• [EXERCISE DIRECTIONS]:
Give back exactly the lines of the entries below from the line with "Target: grassy bank" to the line with "Annotation task — tag each instance of the hillside", inclusive, and only those.

• [SUPPLIED DATA]:
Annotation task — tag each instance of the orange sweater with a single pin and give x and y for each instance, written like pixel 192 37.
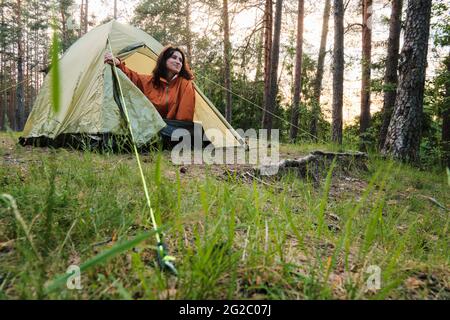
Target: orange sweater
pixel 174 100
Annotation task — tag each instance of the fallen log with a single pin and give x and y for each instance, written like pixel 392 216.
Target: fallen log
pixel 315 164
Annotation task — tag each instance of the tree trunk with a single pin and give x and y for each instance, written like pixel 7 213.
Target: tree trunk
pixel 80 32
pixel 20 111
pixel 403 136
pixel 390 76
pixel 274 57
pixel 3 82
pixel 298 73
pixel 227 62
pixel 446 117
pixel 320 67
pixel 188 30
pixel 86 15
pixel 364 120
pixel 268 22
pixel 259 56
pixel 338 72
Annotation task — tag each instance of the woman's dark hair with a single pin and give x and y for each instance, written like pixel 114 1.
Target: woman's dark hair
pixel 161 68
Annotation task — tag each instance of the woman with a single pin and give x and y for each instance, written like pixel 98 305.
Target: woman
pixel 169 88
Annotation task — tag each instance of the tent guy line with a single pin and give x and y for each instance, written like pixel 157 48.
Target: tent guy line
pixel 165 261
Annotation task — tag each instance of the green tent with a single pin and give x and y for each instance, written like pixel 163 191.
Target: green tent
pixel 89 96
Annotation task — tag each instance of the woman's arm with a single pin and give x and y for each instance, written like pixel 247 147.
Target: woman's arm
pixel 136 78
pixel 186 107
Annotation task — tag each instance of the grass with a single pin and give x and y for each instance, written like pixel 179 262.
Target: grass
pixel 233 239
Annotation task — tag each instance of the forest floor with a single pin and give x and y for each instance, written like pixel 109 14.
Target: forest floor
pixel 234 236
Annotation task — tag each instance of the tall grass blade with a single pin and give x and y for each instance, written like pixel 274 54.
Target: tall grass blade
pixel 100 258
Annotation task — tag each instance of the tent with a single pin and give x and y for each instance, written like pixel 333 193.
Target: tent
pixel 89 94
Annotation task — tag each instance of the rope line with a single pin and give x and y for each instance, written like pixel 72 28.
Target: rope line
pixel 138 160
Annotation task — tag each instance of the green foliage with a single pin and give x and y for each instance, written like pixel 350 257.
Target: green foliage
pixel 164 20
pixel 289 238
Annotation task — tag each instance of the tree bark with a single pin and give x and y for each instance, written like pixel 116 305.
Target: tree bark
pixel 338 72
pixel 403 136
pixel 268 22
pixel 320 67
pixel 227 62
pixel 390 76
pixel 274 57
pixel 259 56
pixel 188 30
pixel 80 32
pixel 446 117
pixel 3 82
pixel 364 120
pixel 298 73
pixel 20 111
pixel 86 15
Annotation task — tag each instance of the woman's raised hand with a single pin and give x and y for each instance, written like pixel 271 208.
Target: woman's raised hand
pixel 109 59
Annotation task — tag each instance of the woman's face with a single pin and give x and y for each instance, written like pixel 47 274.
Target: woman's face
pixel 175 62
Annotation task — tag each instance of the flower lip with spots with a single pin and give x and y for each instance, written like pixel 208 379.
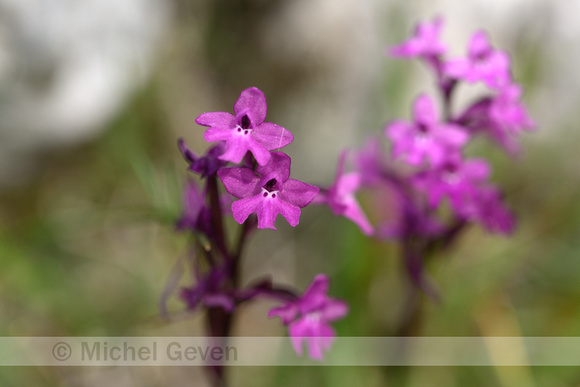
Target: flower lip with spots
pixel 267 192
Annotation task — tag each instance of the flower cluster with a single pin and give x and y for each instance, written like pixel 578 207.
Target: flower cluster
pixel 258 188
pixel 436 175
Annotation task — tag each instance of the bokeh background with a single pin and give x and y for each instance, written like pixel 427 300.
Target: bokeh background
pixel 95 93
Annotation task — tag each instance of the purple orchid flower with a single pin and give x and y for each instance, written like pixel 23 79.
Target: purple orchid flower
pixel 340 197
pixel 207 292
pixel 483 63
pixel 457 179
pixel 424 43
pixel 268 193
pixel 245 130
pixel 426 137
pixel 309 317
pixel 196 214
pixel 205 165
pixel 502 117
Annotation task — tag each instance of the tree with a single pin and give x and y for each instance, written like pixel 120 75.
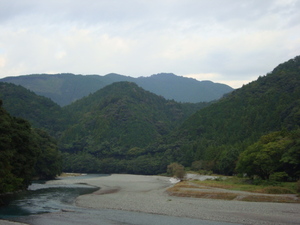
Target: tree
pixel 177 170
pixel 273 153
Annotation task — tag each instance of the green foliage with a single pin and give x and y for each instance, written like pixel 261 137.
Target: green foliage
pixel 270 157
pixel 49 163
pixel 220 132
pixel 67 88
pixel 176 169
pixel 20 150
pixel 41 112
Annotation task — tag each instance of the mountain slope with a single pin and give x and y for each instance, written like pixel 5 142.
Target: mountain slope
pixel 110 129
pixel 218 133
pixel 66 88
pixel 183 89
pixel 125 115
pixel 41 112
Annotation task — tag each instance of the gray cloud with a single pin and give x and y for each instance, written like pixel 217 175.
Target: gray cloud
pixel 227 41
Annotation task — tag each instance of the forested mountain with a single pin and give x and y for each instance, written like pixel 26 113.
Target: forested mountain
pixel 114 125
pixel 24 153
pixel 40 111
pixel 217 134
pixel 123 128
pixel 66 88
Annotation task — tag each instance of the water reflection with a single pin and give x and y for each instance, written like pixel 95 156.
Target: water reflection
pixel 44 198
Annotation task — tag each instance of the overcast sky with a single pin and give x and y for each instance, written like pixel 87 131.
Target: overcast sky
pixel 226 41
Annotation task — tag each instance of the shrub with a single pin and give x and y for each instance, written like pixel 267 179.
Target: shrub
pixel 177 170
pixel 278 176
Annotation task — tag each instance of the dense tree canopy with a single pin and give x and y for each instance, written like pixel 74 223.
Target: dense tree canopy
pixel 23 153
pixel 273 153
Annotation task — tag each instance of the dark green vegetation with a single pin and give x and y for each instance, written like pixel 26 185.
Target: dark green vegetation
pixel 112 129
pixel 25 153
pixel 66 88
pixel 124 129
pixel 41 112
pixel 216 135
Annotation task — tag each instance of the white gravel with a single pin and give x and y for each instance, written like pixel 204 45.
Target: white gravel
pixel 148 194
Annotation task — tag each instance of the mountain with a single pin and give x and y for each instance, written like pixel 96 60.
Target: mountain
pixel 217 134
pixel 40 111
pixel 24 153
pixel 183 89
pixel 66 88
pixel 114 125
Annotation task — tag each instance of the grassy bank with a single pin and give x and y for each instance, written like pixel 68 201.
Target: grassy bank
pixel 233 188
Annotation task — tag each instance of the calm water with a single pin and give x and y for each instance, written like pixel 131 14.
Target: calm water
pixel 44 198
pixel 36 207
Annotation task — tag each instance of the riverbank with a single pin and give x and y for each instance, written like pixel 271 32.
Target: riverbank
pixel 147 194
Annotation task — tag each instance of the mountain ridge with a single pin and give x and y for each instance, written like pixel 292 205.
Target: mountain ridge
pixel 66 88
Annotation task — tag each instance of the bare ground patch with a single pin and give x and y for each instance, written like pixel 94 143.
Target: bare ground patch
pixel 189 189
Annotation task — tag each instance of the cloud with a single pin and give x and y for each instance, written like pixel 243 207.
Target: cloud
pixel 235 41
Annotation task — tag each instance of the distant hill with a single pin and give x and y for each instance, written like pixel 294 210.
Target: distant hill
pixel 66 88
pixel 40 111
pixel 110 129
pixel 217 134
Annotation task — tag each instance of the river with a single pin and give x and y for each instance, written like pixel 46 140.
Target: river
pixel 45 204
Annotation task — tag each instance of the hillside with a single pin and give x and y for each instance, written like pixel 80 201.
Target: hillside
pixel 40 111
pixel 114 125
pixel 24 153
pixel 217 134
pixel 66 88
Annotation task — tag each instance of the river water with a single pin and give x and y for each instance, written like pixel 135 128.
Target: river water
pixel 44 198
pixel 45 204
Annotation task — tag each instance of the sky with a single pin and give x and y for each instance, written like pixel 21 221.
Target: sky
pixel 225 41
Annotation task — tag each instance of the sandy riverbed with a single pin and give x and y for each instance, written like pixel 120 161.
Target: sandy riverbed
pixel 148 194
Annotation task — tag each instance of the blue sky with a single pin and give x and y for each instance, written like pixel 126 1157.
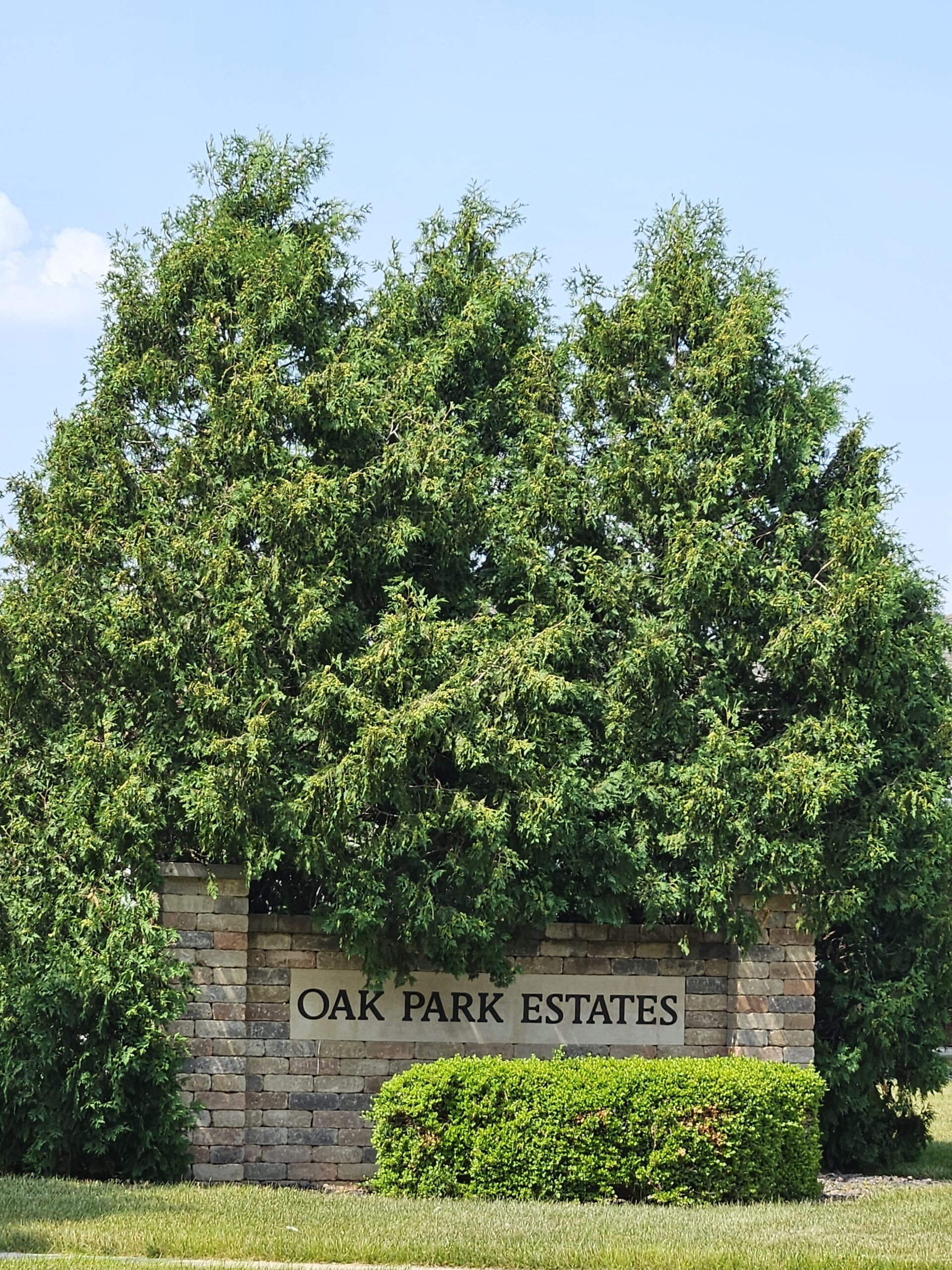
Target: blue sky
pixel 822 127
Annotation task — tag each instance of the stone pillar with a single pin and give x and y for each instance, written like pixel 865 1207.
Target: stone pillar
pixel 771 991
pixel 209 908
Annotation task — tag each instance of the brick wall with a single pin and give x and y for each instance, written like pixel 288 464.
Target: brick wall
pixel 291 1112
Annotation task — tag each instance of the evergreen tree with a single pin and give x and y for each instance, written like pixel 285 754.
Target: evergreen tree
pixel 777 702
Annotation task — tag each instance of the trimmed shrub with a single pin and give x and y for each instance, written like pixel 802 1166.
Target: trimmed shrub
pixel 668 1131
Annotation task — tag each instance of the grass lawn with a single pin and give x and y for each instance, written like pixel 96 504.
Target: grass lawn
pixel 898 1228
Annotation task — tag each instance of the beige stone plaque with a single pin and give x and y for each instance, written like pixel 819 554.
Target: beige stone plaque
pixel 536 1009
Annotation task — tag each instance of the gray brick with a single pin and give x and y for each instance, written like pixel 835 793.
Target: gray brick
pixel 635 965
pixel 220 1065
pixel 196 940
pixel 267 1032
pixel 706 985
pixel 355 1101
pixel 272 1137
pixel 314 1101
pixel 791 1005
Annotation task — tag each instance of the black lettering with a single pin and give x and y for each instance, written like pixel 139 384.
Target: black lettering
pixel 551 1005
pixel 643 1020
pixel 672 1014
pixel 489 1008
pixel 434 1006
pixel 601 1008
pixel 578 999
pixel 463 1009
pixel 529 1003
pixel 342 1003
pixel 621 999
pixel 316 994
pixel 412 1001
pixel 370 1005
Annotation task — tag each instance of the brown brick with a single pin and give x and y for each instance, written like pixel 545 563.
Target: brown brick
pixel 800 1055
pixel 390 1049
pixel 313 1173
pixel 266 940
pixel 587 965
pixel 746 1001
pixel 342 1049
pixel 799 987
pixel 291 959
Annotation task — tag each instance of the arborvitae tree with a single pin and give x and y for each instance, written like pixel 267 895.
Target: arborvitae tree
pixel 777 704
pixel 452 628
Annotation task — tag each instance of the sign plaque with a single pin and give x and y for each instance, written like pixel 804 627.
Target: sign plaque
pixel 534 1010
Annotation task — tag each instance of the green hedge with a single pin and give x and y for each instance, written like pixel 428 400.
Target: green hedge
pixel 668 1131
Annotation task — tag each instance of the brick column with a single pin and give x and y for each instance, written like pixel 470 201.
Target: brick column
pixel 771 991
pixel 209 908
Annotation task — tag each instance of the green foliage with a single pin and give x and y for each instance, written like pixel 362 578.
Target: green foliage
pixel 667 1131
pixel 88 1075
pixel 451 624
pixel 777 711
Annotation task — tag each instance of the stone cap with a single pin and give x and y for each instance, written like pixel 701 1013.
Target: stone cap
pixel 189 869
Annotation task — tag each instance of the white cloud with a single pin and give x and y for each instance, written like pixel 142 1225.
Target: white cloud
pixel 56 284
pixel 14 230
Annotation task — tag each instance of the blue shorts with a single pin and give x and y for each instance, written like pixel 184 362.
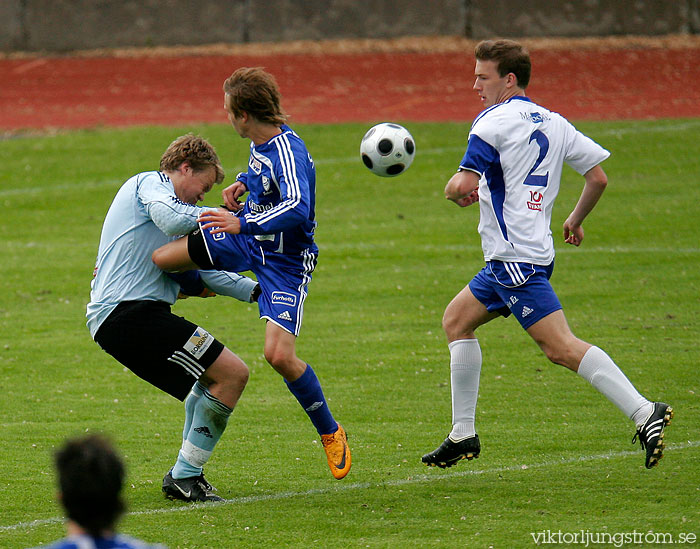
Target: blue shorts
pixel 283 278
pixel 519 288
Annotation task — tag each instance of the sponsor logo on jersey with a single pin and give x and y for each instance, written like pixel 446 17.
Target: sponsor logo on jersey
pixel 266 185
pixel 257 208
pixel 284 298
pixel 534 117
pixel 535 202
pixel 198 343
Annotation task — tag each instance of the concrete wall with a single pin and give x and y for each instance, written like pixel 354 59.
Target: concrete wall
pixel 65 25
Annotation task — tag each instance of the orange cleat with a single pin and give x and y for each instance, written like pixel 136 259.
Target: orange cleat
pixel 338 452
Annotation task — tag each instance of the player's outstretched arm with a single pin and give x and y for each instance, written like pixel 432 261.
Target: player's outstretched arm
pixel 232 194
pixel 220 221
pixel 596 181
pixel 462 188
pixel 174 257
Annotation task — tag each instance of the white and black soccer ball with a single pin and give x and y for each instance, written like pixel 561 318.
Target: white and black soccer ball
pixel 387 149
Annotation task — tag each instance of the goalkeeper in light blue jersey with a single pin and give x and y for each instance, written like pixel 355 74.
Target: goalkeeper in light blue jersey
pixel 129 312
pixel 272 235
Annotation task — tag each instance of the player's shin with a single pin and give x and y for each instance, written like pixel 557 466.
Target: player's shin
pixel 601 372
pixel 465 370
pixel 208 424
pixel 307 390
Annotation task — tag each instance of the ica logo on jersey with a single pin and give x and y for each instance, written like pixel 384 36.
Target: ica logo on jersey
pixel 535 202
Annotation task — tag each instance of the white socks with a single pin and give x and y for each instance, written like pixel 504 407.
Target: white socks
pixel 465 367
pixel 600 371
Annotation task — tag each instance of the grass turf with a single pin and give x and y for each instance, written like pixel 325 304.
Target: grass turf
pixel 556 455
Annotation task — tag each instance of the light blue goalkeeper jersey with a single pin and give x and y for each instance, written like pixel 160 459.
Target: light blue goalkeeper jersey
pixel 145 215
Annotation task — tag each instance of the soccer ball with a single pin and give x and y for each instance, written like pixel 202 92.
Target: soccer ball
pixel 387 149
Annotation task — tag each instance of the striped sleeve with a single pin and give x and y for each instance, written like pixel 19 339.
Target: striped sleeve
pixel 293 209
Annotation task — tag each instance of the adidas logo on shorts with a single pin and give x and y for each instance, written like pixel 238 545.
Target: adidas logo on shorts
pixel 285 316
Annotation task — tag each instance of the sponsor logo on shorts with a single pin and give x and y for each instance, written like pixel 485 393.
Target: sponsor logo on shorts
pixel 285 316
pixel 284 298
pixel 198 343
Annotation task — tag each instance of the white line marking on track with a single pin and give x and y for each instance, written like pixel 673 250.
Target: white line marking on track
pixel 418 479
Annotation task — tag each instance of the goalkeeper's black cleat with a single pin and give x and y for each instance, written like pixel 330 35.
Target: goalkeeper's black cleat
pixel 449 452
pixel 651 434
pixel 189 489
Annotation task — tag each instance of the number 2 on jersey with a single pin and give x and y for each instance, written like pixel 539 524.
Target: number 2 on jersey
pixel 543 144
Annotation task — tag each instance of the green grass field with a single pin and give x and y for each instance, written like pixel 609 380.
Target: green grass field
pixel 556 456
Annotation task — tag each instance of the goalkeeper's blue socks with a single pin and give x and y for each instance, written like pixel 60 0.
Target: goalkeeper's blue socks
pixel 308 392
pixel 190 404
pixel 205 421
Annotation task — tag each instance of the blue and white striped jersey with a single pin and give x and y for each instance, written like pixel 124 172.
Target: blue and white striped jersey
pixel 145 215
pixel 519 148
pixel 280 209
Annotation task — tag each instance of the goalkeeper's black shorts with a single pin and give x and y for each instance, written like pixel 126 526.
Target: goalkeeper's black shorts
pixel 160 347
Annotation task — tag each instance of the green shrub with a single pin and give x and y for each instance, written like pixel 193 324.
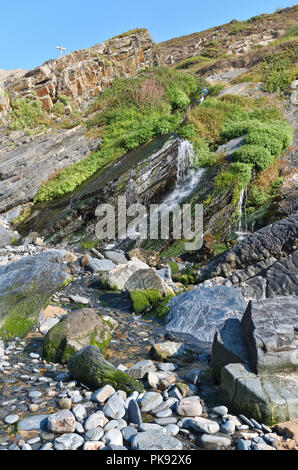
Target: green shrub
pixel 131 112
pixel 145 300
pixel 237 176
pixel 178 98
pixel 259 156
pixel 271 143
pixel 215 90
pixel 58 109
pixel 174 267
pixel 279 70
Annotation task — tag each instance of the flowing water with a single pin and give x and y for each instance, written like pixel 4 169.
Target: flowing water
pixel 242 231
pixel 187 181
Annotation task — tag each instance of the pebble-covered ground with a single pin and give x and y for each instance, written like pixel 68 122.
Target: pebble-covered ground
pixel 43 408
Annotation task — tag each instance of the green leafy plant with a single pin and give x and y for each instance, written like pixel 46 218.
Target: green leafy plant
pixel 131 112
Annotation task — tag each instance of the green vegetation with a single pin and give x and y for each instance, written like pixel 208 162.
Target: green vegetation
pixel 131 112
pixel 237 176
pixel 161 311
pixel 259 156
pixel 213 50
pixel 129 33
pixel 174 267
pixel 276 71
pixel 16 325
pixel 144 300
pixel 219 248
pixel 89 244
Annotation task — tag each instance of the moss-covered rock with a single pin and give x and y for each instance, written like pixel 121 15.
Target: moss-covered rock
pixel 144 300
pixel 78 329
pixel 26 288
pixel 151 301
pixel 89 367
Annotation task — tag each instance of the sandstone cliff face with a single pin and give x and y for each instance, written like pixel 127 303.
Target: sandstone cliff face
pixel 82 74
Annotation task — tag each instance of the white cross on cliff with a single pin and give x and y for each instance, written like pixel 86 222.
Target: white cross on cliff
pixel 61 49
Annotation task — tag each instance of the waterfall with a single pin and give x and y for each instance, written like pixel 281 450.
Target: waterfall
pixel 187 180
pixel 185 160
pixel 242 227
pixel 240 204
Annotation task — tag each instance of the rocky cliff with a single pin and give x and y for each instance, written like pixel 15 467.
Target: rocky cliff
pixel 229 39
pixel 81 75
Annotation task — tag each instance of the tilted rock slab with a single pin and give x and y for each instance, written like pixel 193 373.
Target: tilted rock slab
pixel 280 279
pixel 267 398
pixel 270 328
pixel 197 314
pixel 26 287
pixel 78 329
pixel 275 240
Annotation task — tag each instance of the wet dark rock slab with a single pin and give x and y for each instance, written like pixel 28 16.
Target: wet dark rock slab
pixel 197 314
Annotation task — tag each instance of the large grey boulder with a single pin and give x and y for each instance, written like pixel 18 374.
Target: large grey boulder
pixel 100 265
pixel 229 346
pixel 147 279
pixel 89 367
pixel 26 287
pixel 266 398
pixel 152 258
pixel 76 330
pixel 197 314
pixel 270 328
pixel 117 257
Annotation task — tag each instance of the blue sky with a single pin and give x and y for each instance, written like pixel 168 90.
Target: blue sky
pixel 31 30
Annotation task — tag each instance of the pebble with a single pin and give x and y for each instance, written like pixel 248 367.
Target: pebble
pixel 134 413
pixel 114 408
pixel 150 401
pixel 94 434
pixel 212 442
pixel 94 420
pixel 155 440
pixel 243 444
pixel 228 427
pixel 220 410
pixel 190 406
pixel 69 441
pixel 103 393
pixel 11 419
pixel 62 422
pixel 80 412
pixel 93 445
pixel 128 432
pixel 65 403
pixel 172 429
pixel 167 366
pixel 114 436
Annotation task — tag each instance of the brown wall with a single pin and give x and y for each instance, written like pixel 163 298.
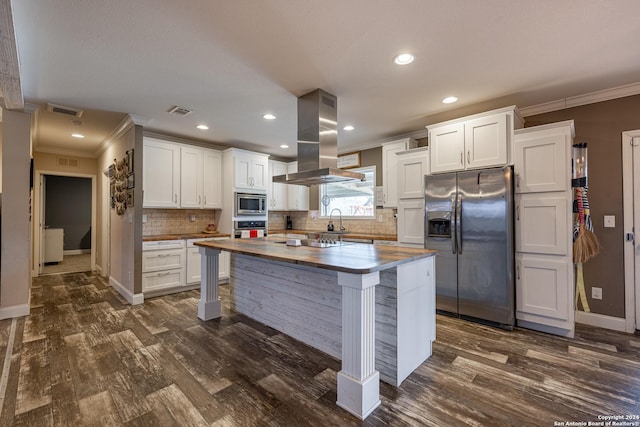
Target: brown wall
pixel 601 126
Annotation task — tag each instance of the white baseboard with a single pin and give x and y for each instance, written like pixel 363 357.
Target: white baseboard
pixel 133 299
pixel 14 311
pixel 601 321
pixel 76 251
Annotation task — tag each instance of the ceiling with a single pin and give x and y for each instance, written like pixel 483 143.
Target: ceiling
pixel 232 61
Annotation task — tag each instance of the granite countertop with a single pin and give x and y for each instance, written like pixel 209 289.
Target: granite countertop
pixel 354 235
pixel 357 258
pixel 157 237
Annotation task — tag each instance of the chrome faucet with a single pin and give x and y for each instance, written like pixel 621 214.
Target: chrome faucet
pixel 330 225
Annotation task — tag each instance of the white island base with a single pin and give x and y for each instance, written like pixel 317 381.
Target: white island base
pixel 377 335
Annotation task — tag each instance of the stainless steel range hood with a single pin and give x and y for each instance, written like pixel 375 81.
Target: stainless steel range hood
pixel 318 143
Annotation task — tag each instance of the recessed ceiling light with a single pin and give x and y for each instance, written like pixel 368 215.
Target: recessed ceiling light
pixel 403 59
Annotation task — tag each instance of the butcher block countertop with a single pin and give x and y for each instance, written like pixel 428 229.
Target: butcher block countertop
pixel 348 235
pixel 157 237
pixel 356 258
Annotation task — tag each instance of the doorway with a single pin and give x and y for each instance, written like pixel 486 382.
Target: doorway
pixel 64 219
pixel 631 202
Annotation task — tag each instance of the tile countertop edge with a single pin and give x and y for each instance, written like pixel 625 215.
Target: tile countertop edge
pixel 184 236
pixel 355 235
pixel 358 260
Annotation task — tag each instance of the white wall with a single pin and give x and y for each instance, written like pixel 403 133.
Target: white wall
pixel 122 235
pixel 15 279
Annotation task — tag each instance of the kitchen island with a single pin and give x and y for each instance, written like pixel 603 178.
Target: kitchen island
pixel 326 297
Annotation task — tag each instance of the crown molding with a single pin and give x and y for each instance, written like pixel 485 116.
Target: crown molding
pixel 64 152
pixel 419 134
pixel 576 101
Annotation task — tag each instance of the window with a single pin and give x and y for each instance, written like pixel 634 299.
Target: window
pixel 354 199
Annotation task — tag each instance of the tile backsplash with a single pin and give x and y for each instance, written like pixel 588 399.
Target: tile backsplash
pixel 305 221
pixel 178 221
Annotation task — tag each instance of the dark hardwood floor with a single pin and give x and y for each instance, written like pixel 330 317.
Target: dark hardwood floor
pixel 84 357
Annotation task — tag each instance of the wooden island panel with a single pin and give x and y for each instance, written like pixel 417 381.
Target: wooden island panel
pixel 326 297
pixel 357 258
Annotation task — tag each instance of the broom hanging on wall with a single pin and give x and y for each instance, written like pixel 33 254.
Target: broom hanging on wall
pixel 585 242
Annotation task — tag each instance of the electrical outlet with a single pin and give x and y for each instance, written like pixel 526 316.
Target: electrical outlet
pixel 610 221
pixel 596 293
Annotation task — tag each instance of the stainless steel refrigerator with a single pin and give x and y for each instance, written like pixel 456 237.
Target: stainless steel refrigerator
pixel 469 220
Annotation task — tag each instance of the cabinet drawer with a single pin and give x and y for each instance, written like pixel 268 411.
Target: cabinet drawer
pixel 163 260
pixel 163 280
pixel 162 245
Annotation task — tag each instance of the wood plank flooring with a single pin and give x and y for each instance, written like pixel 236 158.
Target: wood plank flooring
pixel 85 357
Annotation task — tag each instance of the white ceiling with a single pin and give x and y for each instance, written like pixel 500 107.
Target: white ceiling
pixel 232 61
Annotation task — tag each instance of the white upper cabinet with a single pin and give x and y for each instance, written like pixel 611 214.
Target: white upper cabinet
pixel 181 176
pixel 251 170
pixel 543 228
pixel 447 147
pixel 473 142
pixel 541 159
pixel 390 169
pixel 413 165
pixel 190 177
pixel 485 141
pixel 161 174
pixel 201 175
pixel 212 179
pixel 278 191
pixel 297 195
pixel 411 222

• [RESPONSE TO THE TASK]:
Target: grassy bank
pixel 233 188
Annotation task — tag each instance of the calm water with a single pin and give x and y for each instance, written like pixel 131 14.
Target: calm water
pixel 44 198
pixel 36 207
Annotation task — tag each instance of the riverbank with a single pin and give x and y for each instance, written like pixel 271 32.
Target: riverbank
pixel 147 194
Annotation task — tag each instance of the mountain ridge with a single pin and give x and y for each instance, written like pixel 292 205.
Target: mountain ridge
pixel 66 88
Annotation task — tag each instance of the bare ground patch with a single pin and give x and y for each instance, written like pixel 94 143.
Target: bare ground patch
pixel 189 189
Annotation task — tag each instance of the cloud with a single pin and give x and y for each instance, written like pixel 243 207.
Target: cloud
pixel 235 41
Annotation task — tag each instance of the distant hill with a single pin and give x and y for each instance, written like pixel 294 210.
Target: distant hill
pixel 66 88
pixel 40 111
pixel 110 129
pixel 217 134
Annotation task — tag each instance of the river with a single pin and give x and y for each instance, written like pixel 46 140.
Target: river
pixel 45 204
Annotation task — tag each instance of the hillside with a single pin and give x and y for each instance, written like pixel 80 201.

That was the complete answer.